EXTRACTED ENTRIES:

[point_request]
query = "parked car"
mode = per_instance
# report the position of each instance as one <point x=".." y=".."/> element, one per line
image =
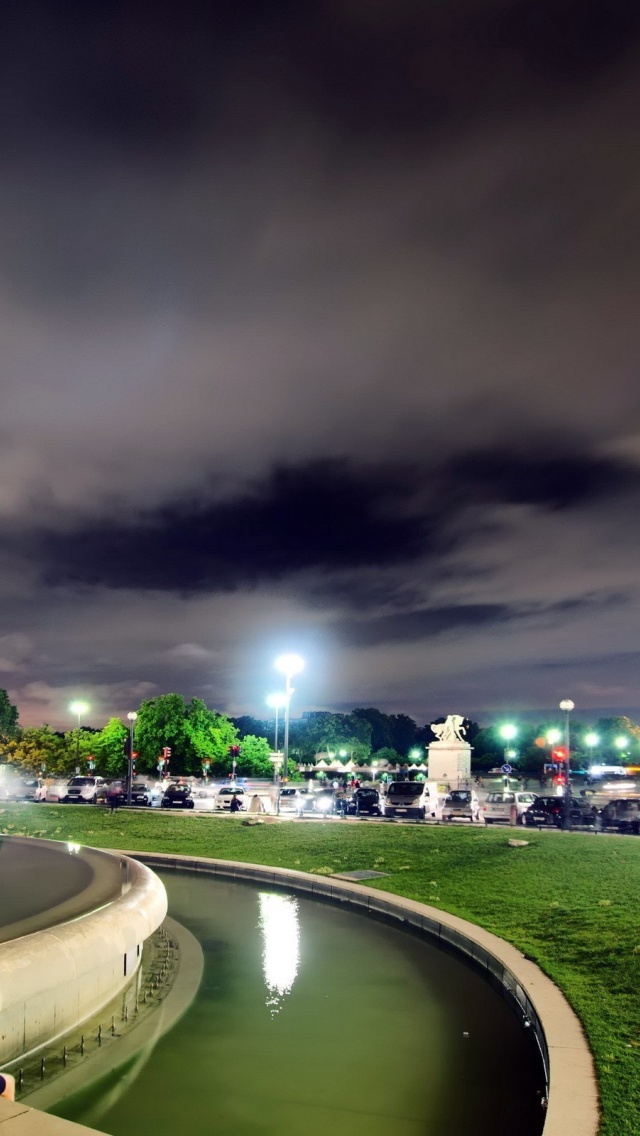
<point x="83" y="790"/>
<point x="305" y="801"/>
<point x="176" y="796"/>
<point x="288" y="799"/>
<point x="462" y="804"/>
<point x="27" y="788"/>
<point x="34" y="790"/>
<point x="324" y="802"/>
<point x="365" y="802"/>
<point x="225" y="796"/>
<point x="498" y="805"/>
<point x="550" y="810"/>
<point x="622" y="813"/>
<point x="56" y="792"/>
<point x="407" y="799"/>
<point x="141" y="794"/>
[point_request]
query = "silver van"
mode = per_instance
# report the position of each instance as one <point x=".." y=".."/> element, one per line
<point x="407" y="799"/>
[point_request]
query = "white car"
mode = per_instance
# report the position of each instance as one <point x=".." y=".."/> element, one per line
<point x="83" y="790"/>
<point x="225" y="796"/>
<point x="498" y="805"/>
<point x="462" y="804"/>
<point x="56" y="792"/>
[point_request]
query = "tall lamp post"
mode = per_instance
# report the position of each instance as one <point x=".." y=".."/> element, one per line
<point x="566" y="707"/>
<point x="132" y="719"/>
<point x="591" y="741"/>
<point x="277" y="702"/>
<point x="289" y="665"/>
<point x="507" y="733"/>
<point x="80" y="709"/>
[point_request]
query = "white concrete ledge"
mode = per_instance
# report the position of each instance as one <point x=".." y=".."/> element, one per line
<point x="52" y="979"/>
<point x="573" y="1104"/>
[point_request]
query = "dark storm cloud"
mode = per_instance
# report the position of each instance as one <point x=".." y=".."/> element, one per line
<point x="152" y="74"/>
<point x="327" y="517"/>
<point x="425" y="624"/>
<point x="248" y="237"/>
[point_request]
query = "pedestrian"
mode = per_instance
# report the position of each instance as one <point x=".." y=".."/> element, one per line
<point x="7" y="1086"/>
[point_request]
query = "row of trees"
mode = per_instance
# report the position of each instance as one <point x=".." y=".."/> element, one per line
<point x="197" y="734"/>
<point x="193" y="733"/>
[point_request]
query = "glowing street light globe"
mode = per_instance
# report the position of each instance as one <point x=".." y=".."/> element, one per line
<point x="290" y="665"/>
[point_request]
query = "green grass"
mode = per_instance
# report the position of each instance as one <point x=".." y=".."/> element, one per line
<point x="568" y="902"/>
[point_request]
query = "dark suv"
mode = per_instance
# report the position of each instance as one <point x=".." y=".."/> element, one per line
<point x="364" y="802"/>
<point x="177" y="796"/>
<point x="622" y="813"/>
<point x="550" y="810"/>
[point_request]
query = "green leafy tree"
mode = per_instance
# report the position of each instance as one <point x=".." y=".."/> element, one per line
<point x="191" y="731"/>
<point x="388" y="754"/>
<point x="163" y="723"/>
<point x="39" y="748"/>
<point x="333" y="732"/>
<point x="8" y="718"/>
<point x="80" y="746"/>
<point x="404" y="732"/>
<point x="247" y="725"/>
<point x="255" y="757"/>
<point x="381" y="726"/>
<point x="210" y="735"/>
<point x="109" y="748"/>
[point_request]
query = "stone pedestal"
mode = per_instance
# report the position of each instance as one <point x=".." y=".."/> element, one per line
<point x="450" y="762"/>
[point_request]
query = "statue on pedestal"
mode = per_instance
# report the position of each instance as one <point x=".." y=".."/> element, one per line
<point x="450" y="731"/>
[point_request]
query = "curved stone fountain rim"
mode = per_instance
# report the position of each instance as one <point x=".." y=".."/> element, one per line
<point x="573" y="1102"/>
<point x="573" y="1089"/>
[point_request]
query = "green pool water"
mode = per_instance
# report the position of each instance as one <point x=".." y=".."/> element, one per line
<point x="316" y="1021"/>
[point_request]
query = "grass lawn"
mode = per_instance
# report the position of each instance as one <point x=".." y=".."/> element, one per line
<point x="568" y="901"/>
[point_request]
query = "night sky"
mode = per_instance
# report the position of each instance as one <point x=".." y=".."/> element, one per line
<point x="320" y="332"/>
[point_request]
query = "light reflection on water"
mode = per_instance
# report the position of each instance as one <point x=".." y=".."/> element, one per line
<point x="313" y="1019"/>
<point x="280" y="926"/>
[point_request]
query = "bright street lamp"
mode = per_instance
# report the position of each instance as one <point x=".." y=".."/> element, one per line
<point x="507" y="733"/>
<point x="289" y="665"/>
<point x="132" y="719"/>
<point x="567" y="706"/>
<point x="80" y="709"/>
<point x="276" y="702"/>
<point x="591" y="740"/>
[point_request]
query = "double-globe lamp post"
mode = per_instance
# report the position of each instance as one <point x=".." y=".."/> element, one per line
<point x="507" y="733"/>
<point x="566" y="707"/>
<point x="289" y="665"/>
<point x="277" y="702"/>
<point x="80" y="709"/>
<point x="132" y="719"/>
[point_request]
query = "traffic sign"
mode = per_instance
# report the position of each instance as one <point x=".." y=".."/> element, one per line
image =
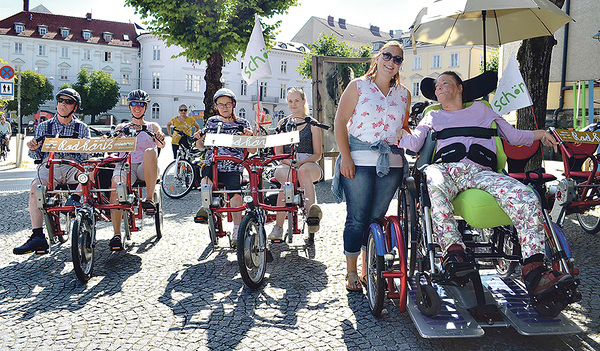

PROBLEM DESCRIPTION: Count the lines in the listing above that contain the string "globe", and reply with the number alone.

SOLVED EXERCISE: 2